• _What you are asked to do_
Every line from the one with "x=437, y=179" through the final line of the data below goes in the answer, copied exactly. Pictures do not.

• _Extracted data_
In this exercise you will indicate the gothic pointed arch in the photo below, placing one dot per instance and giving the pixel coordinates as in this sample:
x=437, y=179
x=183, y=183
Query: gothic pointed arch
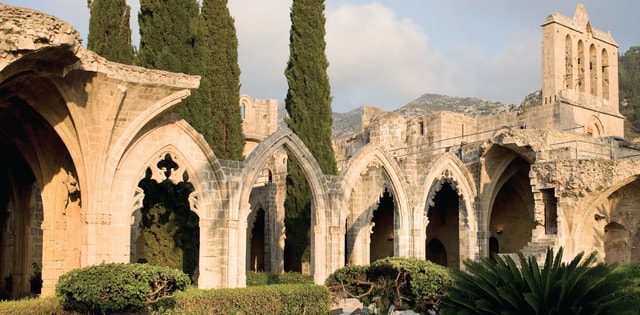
x=254, y=165
x=610, y=223
x=377, y=155
x=449, y=214
x=321, y=219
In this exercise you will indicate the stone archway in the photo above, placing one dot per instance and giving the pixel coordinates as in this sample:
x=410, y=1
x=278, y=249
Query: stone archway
x=507, y=199
x=42, y=196
x=371, y=179
x=448, y=213
x=323, y=261
x=611, y=225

• _Solution below_
x=437, y=179
x=183, y=183
Query: gothic pointed arch
x=254, y=165
x=610, y=223
x=377, y=155
x=449, y=214
x=321, y=219
In this exercise you will indicate the stone archway in the photo above, placing one dot per instance and giving the pixel coordinates as in this sample:
x=410, y=1
x=278, y=249
Query: stone archway
x=507, y=199
x=42, y=196
x=371, y=179
x=448, y=213
x=323, y=261
x=611, y=225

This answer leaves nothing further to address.